Record set —
********************

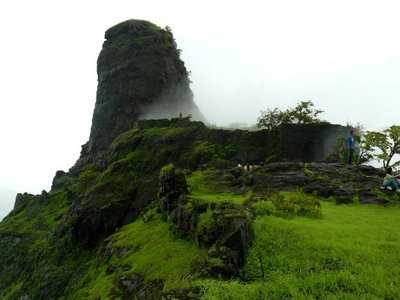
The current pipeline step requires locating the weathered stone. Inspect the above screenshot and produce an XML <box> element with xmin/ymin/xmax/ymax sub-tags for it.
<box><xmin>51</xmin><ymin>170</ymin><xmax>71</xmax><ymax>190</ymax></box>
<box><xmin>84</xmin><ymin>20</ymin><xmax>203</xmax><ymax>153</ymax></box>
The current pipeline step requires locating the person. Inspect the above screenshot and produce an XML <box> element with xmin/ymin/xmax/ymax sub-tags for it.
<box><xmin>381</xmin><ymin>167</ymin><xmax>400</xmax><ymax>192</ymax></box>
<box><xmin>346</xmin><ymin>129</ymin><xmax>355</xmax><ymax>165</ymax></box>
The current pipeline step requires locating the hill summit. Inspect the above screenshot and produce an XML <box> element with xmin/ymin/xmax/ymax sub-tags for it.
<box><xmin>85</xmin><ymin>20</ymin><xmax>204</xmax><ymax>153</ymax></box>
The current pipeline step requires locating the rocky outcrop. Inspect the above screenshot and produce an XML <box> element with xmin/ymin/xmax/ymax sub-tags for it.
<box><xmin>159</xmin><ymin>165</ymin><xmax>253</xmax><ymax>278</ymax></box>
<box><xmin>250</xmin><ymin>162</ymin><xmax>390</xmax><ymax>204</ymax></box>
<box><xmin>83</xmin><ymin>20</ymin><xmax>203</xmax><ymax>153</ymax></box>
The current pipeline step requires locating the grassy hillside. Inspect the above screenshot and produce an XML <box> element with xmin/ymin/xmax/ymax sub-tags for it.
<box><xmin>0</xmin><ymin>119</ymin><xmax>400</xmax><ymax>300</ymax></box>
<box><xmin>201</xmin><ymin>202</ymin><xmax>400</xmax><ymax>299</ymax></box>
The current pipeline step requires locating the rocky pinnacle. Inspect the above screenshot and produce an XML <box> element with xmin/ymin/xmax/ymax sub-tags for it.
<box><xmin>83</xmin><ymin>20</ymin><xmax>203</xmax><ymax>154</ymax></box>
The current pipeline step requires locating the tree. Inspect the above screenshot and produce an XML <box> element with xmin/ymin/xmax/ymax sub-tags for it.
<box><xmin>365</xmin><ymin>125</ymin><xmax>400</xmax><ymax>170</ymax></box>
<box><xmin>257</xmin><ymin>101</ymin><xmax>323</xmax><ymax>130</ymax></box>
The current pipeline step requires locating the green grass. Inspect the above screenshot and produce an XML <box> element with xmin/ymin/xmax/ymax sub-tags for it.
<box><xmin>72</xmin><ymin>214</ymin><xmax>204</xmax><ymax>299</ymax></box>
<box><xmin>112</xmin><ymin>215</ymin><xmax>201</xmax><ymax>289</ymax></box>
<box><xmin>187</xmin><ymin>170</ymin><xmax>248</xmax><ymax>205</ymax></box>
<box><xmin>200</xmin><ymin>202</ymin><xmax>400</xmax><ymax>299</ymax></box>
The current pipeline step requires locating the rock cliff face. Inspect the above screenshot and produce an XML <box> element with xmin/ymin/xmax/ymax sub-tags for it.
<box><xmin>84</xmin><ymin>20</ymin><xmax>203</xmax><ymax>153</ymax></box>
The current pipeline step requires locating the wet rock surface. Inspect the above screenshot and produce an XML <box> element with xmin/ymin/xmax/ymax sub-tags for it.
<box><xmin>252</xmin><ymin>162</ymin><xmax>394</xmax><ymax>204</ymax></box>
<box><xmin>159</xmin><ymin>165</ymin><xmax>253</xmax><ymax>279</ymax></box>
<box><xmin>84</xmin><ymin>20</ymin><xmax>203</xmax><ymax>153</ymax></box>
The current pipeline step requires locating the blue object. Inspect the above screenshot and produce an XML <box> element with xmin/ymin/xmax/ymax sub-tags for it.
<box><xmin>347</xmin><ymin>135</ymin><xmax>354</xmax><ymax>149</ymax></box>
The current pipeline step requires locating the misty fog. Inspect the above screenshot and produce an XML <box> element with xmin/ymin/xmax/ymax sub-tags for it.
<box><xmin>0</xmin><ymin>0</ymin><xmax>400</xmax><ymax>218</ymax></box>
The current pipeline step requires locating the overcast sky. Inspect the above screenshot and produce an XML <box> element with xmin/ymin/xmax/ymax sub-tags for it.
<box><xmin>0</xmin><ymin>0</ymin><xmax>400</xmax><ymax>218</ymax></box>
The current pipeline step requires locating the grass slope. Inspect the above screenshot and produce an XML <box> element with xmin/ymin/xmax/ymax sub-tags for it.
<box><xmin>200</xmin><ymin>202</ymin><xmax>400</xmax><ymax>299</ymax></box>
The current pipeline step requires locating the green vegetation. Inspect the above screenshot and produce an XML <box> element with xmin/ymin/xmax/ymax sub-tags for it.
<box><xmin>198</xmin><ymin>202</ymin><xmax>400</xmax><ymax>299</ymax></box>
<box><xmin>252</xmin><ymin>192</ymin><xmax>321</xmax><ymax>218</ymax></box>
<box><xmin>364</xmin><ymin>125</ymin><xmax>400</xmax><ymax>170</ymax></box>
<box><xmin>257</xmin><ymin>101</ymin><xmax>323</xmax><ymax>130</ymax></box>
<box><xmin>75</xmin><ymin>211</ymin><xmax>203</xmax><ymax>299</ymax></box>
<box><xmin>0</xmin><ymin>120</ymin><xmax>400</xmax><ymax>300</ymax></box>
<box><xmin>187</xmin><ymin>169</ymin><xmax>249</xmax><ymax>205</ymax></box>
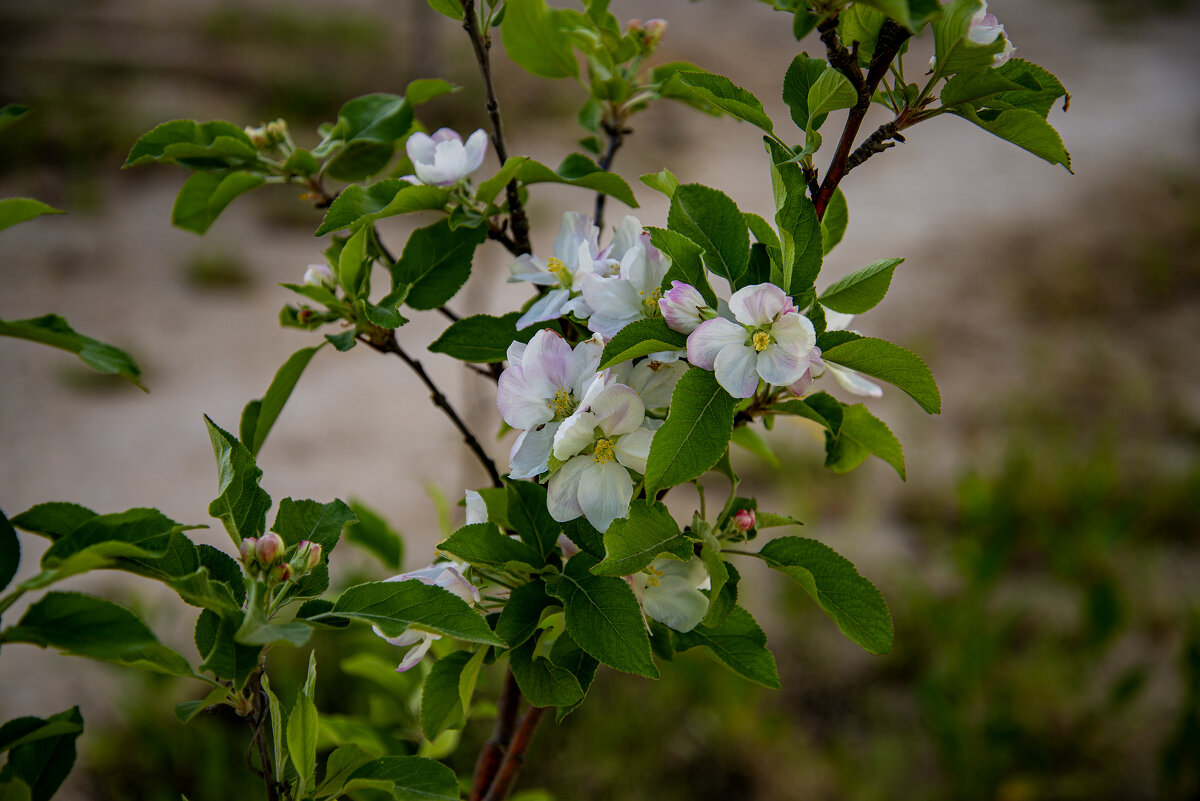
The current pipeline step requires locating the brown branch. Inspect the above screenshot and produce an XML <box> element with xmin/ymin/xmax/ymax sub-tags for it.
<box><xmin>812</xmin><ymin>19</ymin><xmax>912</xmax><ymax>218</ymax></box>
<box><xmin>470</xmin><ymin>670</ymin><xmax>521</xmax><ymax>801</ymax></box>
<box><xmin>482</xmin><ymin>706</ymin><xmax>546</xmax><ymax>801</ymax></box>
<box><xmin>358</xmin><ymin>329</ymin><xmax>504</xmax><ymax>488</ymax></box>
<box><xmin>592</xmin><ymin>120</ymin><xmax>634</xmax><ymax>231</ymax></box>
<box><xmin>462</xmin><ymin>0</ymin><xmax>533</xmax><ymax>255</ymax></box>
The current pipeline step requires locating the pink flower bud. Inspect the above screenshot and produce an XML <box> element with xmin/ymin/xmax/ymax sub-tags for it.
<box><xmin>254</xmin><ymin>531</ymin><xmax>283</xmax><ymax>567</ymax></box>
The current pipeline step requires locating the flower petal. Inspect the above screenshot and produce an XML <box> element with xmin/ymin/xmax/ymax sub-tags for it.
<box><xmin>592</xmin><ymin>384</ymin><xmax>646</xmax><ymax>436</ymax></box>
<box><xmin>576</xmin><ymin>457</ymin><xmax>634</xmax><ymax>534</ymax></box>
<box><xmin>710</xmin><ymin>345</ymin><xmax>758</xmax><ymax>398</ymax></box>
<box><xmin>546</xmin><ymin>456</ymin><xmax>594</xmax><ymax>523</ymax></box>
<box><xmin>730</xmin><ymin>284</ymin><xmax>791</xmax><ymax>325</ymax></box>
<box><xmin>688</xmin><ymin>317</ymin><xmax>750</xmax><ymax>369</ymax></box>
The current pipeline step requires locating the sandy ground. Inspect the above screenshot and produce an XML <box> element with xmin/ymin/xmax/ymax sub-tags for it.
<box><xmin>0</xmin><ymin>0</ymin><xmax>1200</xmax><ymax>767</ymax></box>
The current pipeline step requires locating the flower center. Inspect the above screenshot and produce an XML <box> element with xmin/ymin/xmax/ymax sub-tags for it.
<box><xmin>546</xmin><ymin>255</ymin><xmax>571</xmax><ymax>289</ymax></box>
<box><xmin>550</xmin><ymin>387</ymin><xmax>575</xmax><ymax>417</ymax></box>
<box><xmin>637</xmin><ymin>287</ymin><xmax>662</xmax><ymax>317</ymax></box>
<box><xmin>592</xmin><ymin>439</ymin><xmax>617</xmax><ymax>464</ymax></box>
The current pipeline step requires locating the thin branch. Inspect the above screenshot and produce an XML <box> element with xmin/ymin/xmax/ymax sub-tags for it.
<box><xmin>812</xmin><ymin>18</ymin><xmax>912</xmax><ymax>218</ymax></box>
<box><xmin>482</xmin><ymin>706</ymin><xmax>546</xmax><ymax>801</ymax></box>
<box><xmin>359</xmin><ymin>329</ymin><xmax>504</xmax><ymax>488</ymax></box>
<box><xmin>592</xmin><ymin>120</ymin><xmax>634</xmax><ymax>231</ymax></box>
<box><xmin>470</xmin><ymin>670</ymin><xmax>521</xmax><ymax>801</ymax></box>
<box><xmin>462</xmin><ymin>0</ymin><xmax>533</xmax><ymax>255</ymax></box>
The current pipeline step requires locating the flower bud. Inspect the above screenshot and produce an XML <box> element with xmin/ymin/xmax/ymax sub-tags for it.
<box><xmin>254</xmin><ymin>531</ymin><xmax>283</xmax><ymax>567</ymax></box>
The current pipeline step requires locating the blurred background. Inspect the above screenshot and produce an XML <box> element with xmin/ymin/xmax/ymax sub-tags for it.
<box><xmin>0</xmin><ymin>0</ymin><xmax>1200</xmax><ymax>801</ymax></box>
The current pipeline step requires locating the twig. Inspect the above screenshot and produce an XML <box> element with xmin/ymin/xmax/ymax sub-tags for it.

********************

Collect each line from the records above that contains the string "person". Case counts, so match upper and lower case letters exactly.

The current pipeline step requires locating the person. Inspect the above screenshot and produce an XML <box> element with xmin/ymin/xmax/ymax sub-tags for it.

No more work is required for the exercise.